## TASK PROMPT
In the listing below, repeat verbatim every line starting at the one that contains "Output form: <point>1271,115</point>" and ending at the one that contains "<point>858,229</point>". Include both of those lines.

--- Start AVAILABLE DATA ---

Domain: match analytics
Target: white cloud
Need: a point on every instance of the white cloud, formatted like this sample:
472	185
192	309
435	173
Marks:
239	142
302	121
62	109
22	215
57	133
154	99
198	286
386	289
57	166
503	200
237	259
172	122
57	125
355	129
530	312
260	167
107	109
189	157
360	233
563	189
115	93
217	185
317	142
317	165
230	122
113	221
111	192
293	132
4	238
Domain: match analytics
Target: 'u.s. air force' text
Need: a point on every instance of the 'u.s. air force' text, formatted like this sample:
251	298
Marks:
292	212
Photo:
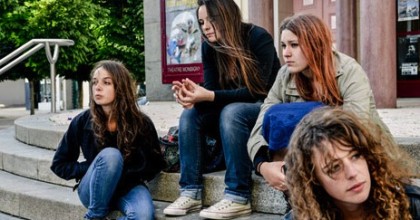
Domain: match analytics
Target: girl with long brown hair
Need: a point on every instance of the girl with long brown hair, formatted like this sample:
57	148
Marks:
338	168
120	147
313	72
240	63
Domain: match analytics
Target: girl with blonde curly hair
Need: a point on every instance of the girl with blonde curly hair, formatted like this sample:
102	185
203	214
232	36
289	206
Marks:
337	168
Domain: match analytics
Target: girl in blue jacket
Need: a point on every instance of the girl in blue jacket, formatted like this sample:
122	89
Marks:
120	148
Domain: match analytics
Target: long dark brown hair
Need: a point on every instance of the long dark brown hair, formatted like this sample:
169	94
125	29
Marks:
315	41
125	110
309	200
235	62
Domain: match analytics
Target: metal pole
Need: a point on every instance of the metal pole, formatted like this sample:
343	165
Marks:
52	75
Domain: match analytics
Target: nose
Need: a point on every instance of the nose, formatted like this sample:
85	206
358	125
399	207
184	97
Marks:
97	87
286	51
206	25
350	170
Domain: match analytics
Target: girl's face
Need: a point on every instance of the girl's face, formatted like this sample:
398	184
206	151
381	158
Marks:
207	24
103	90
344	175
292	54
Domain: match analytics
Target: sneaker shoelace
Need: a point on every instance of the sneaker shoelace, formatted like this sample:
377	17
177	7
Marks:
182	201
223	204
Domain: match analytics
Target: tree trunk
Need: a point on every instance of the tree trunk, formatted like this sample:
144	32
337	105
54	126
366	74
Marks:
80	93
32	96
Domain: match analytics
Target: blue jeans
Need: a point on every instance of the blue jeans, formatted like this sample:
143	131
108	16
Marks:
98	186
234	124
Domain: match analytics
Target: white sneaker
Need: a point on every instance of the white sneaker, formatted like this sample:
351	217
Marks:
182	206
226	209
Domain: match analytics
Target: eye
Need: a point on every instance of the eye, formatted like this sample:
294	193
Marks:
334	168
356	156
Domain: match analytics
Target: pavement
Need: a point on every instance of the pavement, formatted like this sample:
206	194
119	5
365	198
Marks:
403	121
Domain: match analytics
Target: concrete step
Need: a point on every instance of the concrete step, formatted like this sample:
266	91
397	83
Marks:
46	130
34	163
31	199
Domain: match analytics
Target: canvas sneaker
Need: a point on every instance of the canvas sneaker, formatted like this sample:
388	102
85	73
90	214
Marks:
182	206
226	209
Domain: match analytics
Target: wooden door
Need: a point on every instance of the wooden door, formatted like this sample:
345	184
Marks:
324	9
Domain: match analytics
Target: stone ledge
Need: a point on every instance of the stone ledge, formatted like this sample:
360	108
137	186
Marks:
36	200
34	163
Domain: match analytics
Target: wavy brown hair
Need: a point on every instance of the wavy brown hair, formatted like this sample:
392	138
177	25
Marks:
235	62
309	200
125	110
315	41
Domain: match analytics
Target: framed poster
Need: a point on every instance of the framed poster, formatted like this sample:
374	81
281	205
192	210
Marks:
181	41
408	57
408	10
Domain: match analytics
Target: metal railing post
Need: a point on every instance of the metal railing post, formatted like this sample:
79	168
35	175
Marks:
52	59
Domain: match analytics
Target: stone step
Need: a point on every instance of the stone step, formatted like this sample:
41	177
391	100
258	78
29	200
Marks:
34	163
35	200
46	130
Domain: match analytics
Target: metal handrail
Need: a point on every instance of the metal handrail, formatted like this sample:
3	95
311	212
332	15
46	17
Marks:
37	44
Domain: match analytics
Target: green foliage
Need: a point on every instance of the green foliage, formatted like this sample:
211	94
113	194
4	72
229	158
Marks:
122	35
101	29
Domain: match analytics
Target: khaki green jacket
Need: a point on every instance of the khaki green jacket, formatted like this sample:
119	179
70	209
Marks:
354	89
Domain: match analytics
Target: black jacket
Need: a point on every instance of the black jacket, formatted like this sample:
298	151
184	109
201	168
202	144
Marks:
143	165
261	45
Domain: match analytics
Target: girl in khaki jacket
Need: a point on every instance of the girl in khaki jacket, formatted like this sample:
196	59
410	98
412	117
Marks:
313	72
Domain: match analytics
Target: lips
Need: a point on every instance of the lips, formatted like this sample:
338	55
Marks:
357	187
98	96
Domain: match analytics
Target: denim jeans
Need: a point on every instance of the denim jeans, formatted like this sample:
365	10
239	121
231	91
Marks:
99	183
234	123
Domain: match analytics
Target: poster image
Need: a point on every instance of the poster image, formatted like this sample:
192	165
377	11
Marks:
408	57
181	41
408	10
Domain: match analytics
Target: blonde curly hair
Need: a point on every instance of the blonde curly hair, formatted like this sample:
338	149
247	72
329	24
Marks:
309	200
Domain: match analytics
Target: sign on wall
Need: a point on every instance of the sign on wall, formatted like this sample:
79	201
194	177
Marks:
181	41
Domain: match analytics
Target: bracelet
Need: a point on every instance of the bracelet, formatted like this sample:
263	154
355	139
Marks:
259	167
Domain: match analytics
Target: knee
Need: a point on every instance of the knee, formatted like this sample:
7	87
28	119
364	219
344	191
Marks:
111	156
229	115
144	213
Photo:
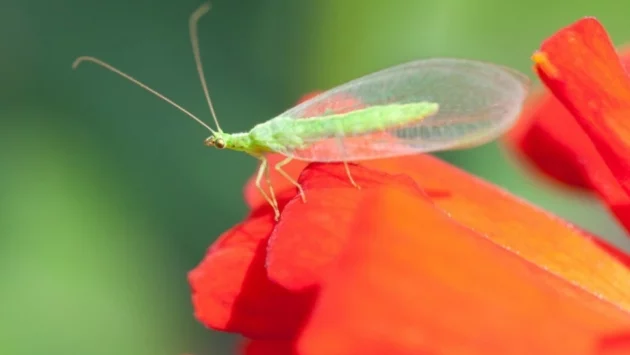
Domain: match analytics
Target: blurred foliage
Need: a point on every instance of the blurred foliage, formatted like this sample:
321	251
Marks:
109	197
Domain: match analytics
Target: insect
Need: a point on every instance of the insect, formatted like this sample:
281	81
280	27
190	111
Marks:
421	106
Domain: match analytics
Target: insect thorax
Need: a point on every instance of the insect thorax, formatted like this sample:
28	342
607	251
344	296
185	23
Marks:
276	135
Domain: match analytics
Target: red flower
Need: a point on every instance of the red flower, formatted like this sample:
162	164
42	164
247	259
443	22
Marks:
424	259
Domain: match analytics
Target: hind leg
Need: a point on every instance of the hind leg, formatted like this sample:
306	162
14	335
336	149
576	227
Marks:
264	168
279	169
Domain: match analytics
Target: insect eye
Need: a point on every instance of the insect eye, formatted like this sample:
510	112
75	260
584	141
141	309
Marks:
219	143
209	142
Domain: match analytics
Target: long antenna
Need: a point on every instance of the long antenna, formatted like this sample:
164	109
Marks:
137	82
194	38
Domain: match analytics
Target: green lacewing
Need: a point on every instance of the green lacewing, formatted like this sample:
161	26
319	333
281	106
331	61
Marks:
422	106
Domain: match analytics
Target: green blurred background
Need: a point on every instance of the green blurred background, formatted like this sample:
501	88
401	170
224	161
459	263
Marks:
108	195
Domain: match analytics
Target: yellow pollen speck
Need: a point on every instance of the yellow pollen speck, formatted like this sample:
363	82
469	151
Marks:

--- End AVAILABLE DATA ---
--- Start AVAILABLE DATA ---

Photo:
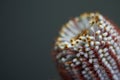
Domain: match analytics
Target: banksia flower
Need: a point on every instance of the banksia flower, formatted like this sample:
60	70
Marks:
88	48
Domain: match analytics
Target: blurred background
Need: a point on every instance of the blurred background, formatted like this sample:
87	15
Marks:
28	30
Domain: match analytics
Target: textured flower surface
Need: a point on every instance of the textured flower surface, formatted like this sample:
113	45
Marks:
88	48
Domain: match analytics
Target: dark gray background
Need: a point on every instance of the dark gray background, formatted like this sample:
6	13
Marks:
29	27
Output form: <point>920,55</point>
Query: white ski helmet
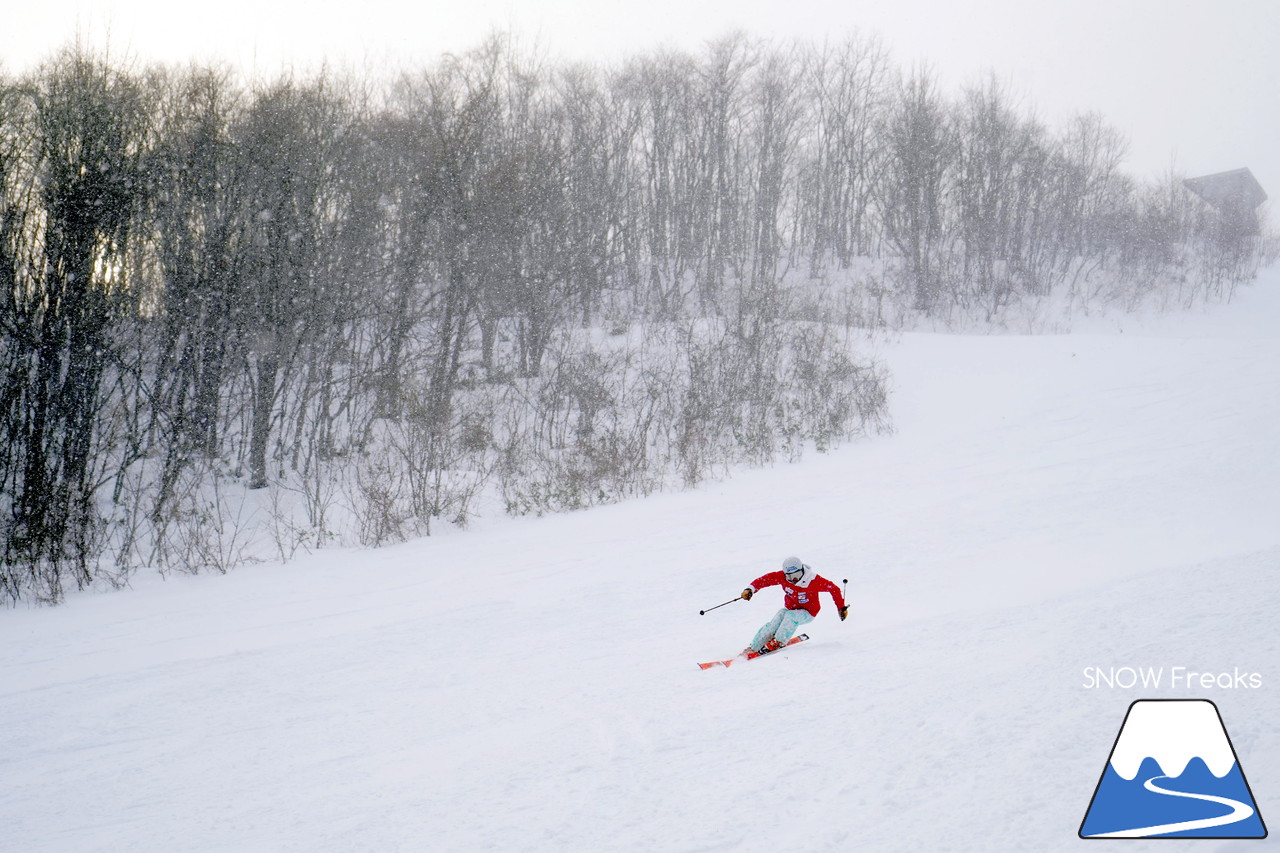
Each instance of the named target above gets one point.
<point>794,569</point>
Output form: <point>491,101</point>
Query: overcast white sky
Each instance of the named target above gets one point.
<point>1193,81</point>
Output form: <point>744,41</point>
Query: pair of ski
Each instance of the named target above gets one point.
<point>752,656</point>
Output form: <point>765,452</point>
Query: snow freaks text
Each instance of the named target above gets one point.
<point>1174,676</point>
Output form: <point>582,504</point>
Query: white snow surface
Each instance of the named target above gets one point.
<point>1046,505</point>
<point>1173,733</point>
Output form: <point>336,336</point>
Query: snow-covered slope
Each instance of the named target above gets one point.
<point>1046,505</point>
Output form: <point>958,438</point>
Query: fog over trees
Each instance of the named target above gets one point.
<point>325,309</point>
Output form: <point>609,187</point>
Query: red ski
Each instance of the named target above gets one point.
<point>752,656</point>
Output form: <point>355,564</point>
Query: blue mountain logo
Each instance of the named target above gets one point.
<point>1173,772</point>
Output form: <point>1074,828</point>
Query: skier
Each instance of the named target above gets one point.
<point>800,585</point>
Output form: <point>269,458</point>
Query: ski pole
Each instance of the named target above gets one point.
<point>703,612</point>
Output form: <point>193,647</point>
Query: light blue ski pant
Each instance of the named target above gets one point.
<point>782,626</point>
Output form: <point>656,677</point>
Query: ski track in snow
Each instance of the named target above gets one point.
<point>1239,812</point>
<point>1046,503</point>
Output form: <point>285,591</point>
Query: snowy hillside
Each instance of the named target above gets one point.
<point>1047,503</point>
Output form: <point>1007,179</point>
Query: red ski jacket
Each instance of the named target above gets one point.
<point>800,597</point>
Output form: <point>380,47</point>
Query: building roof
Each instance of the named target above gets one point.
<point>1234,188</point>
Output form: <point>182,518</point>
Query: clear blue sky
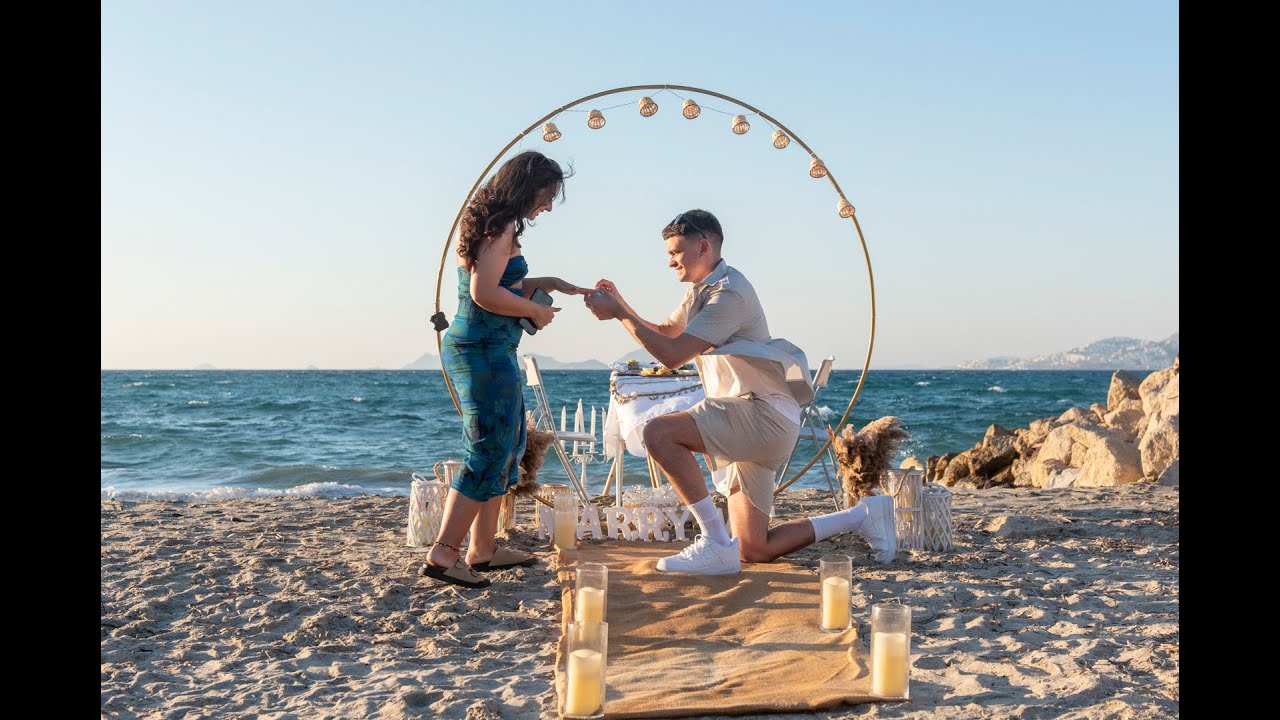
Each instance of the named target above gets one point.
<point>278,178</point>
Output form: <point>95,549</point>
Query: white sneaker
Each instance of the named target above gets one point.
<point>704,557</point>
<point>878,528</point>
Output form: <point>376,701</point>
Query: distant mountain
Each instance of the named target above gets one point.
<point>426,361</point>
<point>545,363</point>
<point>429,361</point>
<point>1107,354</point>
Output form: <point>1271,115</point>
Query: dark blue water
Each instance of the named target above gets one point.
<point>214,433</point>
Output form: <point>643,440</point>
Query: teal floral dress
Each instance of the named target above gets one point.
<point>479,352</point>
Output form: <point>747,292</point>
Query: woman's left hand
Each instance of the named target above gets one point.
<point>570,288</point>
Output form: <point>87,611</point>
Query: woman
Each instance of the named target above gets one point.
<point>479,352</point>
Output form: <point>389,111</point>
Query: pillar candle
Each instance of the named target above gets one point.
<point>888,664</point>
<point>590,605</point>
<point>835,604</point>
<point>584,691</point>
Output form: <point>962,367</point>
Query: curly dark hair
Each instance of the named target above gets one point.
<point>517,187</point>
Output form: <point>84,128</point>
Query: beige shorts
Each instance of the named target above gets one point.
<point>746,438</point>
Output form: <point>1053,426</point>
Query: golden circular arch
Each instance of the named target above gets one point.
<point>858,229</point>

--- End AVAILABLE DATA ---
--- Start AVAILABLE DATA ---

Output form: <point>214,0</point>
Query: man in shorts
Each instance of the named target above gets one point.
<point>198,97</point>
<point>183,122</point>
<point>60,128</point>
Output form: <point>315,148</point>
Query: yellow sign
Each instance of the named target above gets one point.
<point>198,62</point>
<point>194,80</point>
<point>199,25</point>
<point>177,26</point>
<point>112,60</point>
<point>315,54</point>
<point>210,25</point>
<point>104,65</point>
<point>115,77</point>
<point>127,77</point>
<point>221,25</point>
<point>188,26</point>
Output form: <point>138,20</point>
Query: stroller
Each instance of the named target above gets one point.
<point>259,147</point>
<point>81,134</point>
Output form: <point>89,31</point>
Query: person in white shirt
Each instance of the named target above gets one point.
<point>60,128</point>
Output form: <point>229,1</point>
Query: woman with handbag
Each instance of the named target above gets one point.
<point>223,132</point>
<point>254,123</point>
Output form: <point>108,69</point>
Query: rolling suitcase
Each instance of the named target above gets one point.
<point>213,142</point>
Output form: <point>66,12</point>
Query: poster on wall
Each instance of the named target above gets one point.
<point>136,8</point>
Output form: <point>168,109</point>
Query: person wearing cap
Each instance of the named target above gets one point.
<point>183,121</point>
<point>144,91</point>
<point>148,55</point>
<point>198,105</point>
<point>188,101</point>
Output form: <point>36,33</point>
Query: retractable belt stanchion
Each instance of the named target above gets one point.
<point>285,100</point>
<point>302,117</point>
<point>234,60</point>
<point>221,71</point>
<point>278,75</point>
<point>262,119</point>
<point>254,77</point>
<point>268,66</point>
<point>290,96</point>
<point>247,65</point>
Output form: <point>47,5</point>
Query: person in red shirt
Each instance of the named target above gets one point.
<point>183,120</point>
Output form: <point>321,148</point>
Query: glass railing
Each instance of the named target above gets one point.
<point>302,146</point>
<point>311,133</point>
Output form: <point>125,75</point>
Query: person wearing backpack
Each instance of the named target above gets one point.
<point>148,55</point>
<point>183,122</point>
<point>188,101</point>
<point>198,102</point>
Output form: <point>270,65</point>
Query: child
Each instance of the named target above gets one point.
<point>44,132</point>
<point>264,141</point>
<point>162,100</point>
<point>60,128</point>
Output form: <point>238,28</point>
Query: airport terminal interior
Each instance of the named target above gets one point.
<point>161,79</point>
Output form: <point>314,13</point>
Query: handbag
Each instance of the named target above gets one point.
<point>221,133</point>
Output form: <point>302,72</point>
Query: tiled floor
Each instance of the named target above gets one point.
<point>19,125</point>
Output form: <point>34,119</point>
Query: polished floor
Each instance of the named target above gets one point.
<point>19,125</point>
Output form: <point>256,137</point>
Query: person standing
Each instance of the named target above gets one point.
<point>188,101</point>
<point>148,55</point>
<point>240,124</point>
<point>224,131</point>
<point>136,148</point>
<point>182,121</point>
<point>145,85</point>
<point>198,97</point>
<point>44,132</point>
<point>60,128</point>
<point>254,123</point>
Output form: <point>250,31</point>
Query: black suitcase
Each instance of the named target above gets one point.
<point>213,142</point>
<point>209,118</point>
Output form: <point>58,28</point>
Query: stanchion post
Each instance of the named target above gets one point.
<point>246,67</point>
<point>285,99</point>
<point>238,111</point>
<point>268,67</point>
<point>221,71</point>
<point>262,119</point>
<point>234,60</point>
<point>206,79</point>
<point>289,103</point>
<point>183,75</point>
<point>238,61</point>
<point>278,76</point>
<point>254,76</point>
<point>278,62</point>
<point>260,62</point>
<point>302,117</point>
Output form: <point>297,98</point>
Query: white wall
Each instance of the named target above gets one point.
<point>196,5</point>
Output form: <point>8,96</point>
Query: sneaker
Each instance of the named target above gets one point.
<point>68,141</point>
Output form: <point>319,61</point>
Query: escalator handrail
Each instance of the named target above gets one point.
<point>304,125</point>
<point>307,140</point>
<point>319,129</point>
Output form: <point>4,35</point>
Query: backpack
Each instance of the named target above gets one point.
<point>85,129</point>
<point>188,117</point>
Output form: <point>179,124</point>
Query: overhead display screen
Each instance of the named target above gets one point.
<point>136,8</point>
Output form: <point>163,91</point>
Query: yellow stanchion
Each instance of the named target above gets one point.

--- End AVAILABLE DATA ---

## FINISHED EXERCISE
Output form: <point>1271,115</point>
Query: dark blue water
Each instance of the named target above gets one point.
<point>214,433</point>
Output form: <point>643,440</point>
Query: teal floral dress
Each instance of the named target above gets one point.
<point>479,352</point>
Output form: <point>747,292</point>
Query: woman's left hand
Each instance of the named target above gets one point.
<point>570,288</point>
Output form: <point>87,611</point>
Query: woman
Each instance of the named target above gets one point.
<point>479,352</point>
Output form: <point>389,111</point>
Query: pillar candle
Each instance of the named target above gets one point.
<point>888,664</point>
<point>590,605</point>
<point>835,604</point>
<point>584,691</point>
Output form: <point>962,367</point>
Query: curly dark hair
Each instance of the named target above gets one point.
<point>517,187</point>
Output form: <point>84,128</point>
Query: beige shorts
Each instance of the named target above gets one point.
<point>746,438</point>
Output form: <point>1053,426</point>
Query: golden circular arch
Each instance of the named target above gets one point.
<point>858,229</point>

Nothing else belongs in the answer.